** begin Listing **

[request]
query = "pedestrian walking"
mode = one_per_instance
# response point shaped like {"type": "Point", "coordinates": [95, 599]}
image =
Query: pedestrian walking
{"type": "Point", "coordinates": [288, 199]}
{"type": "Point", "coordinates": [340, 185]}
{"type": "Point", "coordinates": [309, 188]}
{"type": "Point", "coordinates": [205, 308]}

** end Listing **

Requirements: Rewrite every line of the entries above as a JSON array of strings, one string per line, leaving out any blank lines.

Task response:
[
  "[request]",
  "query = \"pedestrian walking\"",
  "mode = one_per_instance",
  "# response point shaped like {\"type\": \"Point\", \"coordinates\": [95, 599]}",
  "image =",
  "Query: pedestrian walking",
  "{\"type\": \"Point\", \"coordinates\": [288, 199]}",
  "{\"type\": \"Point\", \"coordinates\": [340, 185]}",
  "{\"type\": \"Point\", \"coordinates\": [309, 188]}",
  "{\"type\": \"Point\", \"coordinates\": [205, 308]}"
]